Tarefas escritas
• a. No texto citado, qual é o disco mais recente que está a ser apresentado no novo espectáculo?
• b. Que colaborações no novo disco são referidas no texto citado? Enumere todas.

Texto citado
────

Neste novo espectáculo, estão a apresentar o vosso disco mais recente, Hyperdrama (2024). Foi um dos álbuns que mais ouvi no ano passado. Mas muita da genialidade passa pelas colaborações que ajudaram a tornar este vosso novo registo tão fresco e interessante, com a participação dos Tame Impala, o Thundercat, o Connan Mockasin. Como é que vocês fazem para replicar estes sons e talentos nos espectáculos ao vivo? 
Nós decidimos que o melhor a fazer era não tentar replicar. Para nós, fazer álbuns e fazer espectáculos são duas coisas completamente diferentes. A maior diferença é que, quando fazemos um álbum, não há preocupação com a sua eficiência. É quase o oposto. Nós gostamos de álbuns – e pensamos nisto quando os estamos a preparar – que, idealmente, as pessoas não entendam tudo na primeira audição. Queremos que se sintam compelidas a ouvir novamente, para encontrarem novos detalhes. E talvez, depois de ouvirem pela terceira, décima ou qualquer outra vez, sintam que, finalmente, amam as músicas que odiaram da primeira vez que ouviram. 

E qual é a diferença para a experiência ao vivo? 
Nos concertos queremos que tudo seja legível e compreensível logo na primeira vez. Tem de ser imediato por mais densa que a música seja. Por isso, são duas abordagens muito diferentes. O espectáculo ao vivo é como se fosse uma compilação dos nossos maiores êxitos, tem de ser eficaz e fácil de entender. No entanto, não nos podemos esquecer de manter a beleza das músicas e de não as simplificar demasiado, tal como dissemos no começo da entrevista.

────

Itens do conjunto
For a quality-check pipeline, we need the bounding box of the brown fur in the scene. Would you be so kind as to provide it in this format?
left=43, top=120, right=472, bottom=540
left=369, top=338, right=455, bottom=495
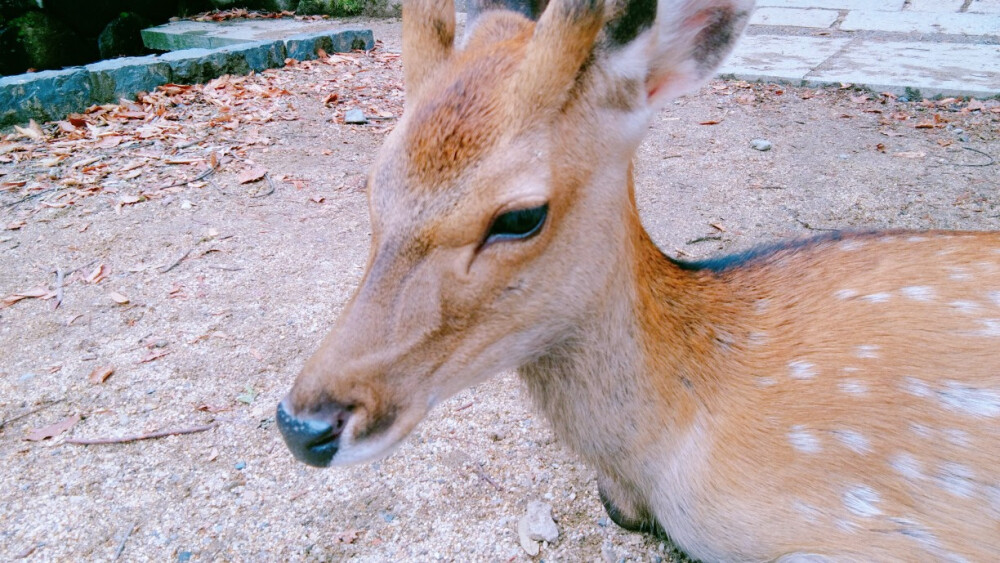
left=288, top=0, right=1000, bottom=561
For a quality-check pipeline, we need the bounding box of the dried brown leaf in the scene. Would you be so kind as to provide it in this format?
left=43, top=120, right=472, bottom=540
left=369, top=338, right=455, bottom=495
left=87, top=366, right=115, bottom=385
left=236, top=166, right=267, bottom=184
left=24, top=414, right=82, bottom=442
left=139, top=350, right=170, bottom=364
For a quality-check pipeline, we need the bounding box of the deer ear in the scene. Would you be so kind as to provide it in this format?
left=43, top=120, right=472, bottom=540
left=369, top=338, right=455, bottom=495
left=605, top=0, right=753, bottom=106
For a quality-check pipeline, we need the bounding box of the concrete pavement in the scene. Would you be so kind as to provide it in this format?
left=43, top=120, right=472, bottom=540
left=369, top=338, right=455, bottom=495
left=720, top=0, right=1000, bottom=98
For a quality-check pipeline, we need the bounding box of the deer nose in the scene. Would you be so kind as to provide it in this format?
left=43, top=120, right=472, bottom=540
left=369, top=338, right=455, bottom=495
left=276, top=399, right=351, bottom=467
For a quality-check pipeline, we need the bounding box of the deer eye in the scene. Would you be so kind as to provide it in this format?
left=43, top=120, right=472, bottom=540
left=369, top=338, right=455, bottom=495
left=483, top=203, right=549, bottom=246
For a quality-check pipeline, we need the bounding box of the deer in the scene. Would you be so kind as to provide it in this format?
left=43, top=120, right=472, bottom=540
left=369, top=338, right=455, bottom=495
left=276, top=0, right=1000, bottom=563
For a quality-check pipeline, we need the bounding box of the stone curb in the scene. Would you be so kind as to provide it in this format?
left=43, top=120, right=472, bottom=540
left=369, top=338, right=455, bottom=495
left=0, top=29, right=375, bottom=127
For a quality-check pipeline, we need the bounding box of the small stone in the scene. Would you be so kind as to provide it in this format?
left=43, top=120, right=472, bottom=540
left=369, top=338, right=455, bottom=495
left=517, top=518, right=538, bottom=557
left=518, top=501, right=559, bottom=543
left=344, top=109, right=368, bottom=124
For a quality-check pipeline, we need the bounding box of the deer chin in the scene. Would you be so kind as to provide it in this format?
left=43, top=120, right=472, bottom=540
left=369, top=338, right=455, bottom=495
left=329, top=404, right=429, bottom=467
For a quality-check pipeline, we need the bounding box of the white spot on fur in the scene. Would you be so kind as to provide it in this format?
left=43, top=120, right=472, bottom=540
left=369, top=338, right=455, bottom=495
left=934, top=463, right=976, bottom=498
left=889, top=452, right=924, bottom=481
left=788, top=424, right=823, bottom=454
left=753, top=298, right=771, bottom=315
left=833, top=289, right=858, bottom=299
left=788, top=360, right=816, bottom=379
left=944, top=428, right=972, bottom=448
left=899, top=285, right=934, bottom=301
left=938, top=381, right=1000, bottom=418
left=948, top=299, right=979, bottom=315
left=854, top=344, right=879, bottom=359
left=837, top=379, right=868, bottom=395
left=948, top=266, right=972, bottom=281
left=978, top=319, right=1000, bottom=336
left=835, top=518, right=861, bottom=532
left=833, top=430, right=872, bottom=454
left=843, top=485, right=882, bottom=518
left=910, top=422, right=933, bottom=438
left=754, top=375, right=778, bottom=387
left=903, top=376, right=933, bottom=398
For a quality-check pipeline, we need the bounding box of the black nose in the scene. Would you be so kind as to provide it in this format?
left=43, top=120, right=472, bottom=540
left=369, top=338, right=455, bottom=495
left=277, top=399, right=350, bottom=467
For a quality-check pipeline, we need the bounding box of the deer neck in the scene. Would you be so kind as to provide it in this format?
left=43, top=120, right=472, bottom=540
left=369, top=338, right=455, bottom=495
left=520, top=166, right=729, bottom=475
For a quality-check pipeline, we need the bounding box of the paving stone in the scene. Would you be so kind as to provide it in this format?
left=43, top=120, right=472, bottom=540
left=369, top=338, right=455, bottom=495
left=750, top=7, right=840, bottom=29
left=757, top=0, right=906, bottom=12
left=806, top=40, right=1000, bottom=97
left=142, top=19, right=360, bottom=51
left=840, top=10, right=1000, bottom=35
left=719, top=35, right=851, bottom=83
left=285, top=29, right=375, bottom=61
left=906, top=0, right=965, bottom=13
left=84, top=55, right=171, bottom=104
left=0, top=67, right=91, bottom=126
left=967, top=0, right=1000, bottom=14
left=218, top=41, right=286, bottom=74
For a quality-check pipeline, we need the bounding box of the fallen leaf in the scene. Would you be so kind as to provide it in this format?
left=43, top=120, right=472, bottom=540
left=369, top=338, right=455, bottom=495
left=236, top=166, right=267, bottom=184
left=139, top=350, right=170, bottom=364
left=24, top=414, right=82, bottom=442
left=87, top=366, right=115, bottom=385
left=236, top=385, right=258, bottom=405
left=333, top=529, right=362, bottom=544
left=83, top=264, right=108, bottom=283
left=0, top=288, right=56, bottom=307
left=94, top=135, right=125, bottom=149
left=14, top=119, right=45, bottom=141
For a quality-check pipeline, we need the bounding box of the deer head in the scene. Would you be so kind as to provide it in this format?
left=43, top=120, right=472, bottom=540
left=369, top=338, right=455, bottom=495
left=278, top=0, right=752, bottom=466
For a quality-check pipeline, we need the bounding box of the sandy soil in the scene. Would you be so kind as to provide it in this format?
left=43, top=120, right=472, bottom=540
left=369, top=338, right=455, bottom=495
left=0, top=17, right=1000, bottom=561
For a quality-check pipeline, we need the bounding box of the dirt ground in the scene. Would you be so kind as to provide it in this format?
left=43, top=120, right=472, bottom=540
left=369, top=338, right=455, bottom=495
left=0, top=17, right=1000, bottom=561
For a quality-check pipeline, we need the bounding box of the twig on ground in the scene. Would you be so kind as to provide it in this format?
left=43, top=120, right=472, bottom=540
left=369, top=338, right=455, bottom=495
left=4, top=188, right=59, bottom=207
left=112, top=522, right=139, bottom=561
left=0, top=399, right=63, bottom=430
left=160, top=166, right=216, bottom=190
left=52, top=267, right=66, bottom=310
left=66, top=422, right=216, bottom=446
left=250, top=172, right=274, bottom=198
left=684, top=235, right=722, bottom=244
left=948, top=147, right=997, bottom=166
left=794, top=217, right=837, bottom=231
left=160, top=248, right=194, bottom=274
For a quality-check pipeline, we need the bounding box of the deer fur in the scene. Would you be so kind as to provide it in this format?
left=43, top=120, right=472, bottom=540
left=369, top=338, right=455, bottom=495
left=283, top=0, right=1000, bottom=561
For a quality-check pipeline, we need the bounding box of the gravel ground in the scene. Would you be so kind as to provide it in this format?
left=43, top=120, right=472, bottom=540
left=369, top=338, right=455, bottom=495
left=0, top=15, right=1000, bottom=561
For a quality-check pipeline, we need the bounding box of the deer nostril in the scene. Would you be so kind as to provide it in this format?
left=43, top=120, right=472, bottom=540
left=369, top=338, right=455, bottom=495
left=276, top=401, right=351, bottom=467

────

Soluções por tarefa
• a. Hyperdrama, de 2024.

• b. Tame Impala, Thundercat e Connan Mockasin.